* **DOCUMENT TEXT**:
************

Then in verse 11 we saw three other critical commitments, and this is kind of where we were last time when we closed out. In verse 11 he says, “Not lazy in zeal, fervent or boiling in spirit, and serving the Lord.” Three critical things as we serve the family of God. We are not to be lazy, we are to be at a hot pace, really after the work. And the work, of course, is serving the Lord. This is the life that is disciplined. It is a life committed to love, a life committed to hating evil, loving what is good, caring for each other, honoring each other. A life that is given in zeal, in passion, in courage to the service of Christ.
C.T. Studd, who possessed so much of the world's goods and gave it all away to go as a missionary, wrote: “Some want to live within the sound of church or chapel bell. I want to run a rescue shop within a yard of hell.” I like that spirit. And that's what he did. John Wesley was a man of zeal. He said, “Give me a hundred men who love God with all their heart and fear nothing but sin and I will move the world.” He did.
Jim Elliot, martyr of Ecuador, was really a remarkable young man. And one day he was reading in Hebrews chapter 1, verse 7, and he read, “He maketh His ministers a flame of fire.” And the day that he read that, he wrote in his diary these words: “Am I ignitable? God, deliver me from the dread asbestos of other things.” Isn't that good? “Saturate me with the oil of the Spirit that I may be a flame. But flame is transient and often short-lived. Canst Thou bear this, my soul? Short life? In me there dwells the spirit of the great short-lived whose zeal for God's house consumed Him. Make me Thy fuel, flame of God.” It's a great statement.

************

* **DATA SHOWN**:
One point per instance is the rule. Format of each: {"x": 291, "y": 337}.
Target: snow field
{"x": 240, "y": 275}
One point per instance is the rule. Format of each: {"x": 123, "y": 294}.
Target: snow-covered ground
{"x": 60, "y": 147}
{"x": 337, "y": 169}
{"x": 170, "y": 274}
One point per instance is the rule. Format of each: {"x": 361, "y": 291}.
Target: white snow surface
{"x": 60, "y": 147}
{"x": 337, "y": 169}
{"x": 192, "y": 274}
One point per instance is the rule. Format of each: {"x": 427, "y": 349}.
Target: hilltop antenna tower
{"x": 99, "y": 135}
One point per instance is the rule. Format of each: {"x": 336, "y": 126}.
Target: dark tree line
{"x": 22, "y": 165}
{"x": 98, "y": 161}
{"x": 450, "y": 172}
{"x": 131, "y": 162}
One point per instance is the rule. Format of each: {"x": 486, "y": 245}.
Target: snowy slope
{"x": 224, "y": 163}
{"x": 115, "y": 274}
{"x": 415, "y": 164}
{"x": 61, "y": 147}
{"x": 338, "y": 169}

************

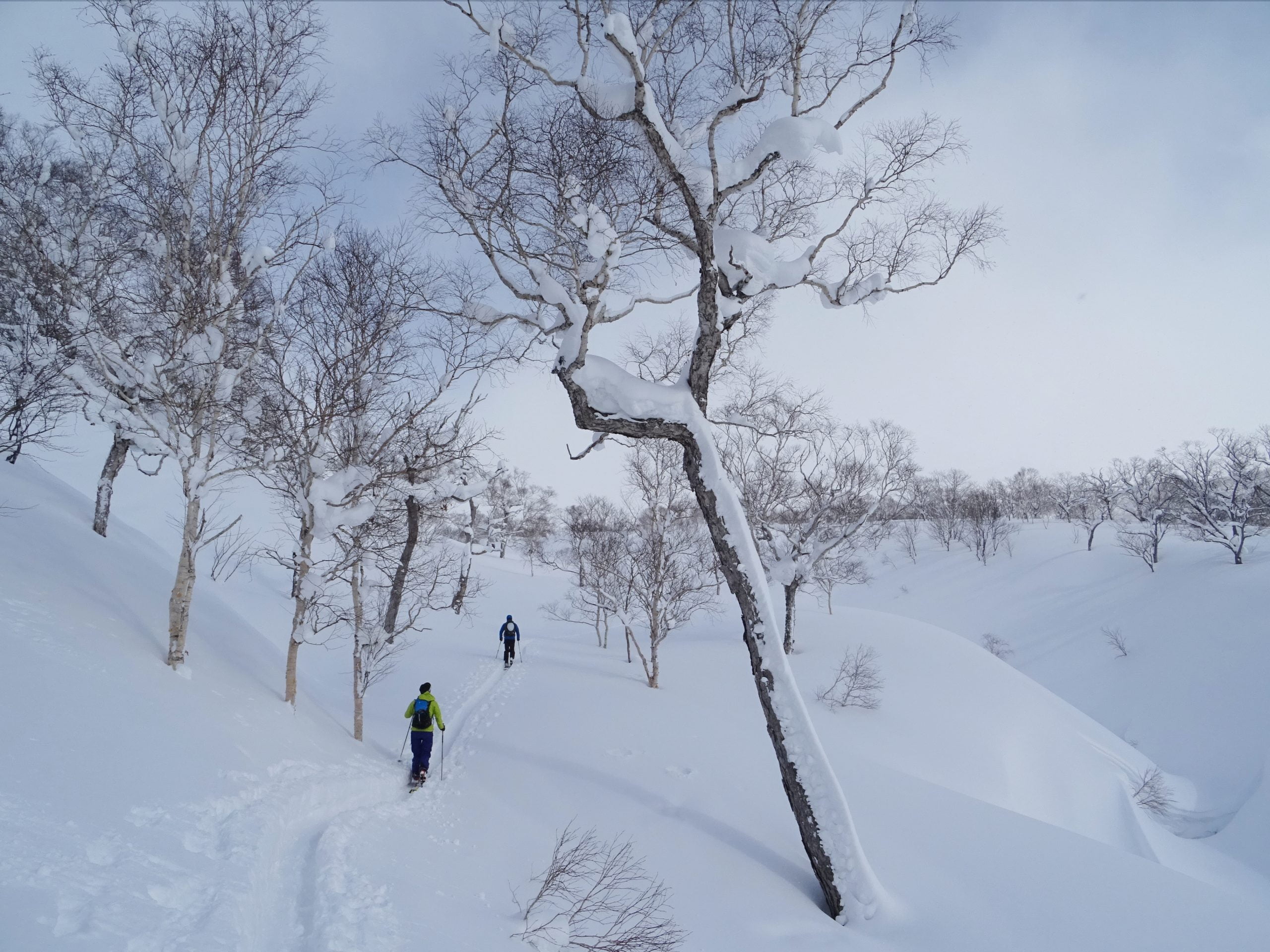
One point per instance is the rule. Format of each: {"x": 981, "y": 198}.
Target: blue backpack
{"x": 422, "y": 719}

************

* **EXERCISE SET**:
(a) Repeat the portion of the sermon text on zeal between "Jim Elliot, martyr" and "a great statement.", inclusive.
(b) Carry on the sermon about zeal in serving the Lord, starting after its final sentence.

* **ANSWERS TO EACH TASK**:
(a)
Jim Elliot, martyr of Ecuador, was really a remarkable young man. And one day he was reading in Hebrews chapter 1, verse 7, and he read, “He maketh His ministers a flame of fire.” And the day that he read that, he wrote in his diary these words: “Am I ignitable? God, deliver me from the dread asbestos of other things.” Isn't that good? “Saturate me with the oil of the Spirit that I may be a flame. But flame is transient and often short-lived. Canst Thou bear this, my soul? Short life? In me there dwells the spirit of the great short-lived whose zeal for God's house consumed Him. Make me Thy fuel, flame of God.” It's a great statement.

(b)
He said, “A flame is what I want to be but a flame doesn't burn very long, and if that's the way it has to be, that's the way I want it.” And he identified himself with another who lived a very short life whose flame was very brief, our Lord Jesus Christ, and his was brief. That last line that he wrote in his diary that day, "Make me Thy fuel, flame of God,” he got from a poem and that poem was written by Amy Carmichael. It's a marvelous poem. I won't read it all to you but just the last stanza. “Give me the love that leads the way, the faith that nothing can dismay, the hope no disappointments tire, the passion that will burn like fire, let me not sink to be a clod, make me Thy fuel, flame of God.”
Every disciple, I suppose, would like to be like this one that Bishop Ryle, that great man of God, describes. Listen to his words. “ A zealous man in religion is preeminently a man of one thing. It is not enough to say that he is earnest, hearty, uncompromising, thorough-going, whole-hearted, fervent in spirit. He sees only one thing, he cares for one thing, he lives for one thing, he is swallowed up in one thing, and that one thing is to please God. Whether he lives or whether he dies, whether he has health or whether he has sickness, whether he is rich or whether he is poor, whether he pleases man or whether he gives offense, whether he is thought wise or whether he is thought foolish, whether he gets blame or whether he gets praise, whether he gets honor or whether he gets shame, for all this, the zealous man cares nothing at all. He burns for one thing and that one thing is to please God and to advance God's glory. If he is consumed in the very burning, he cares not for it. He is content. He feels that, like a lamp, he is made to burn, and if consumed in burning, he has but done the work for which God appointed him. Such an one will always find a sphere for his zeal. If he cannot preach and work and give money, he will cry and sigh and pray.” That's a zealous man. That's a man who, is fervent in spirit serving the Lord. A disciplined life.
Paul was like that. Paul has always been my model of a disciplined life. Remarkable. If there was a principle, he lived by it, that's all. If there was a divine pattern, he followed it. He was a man of one thing: to please God.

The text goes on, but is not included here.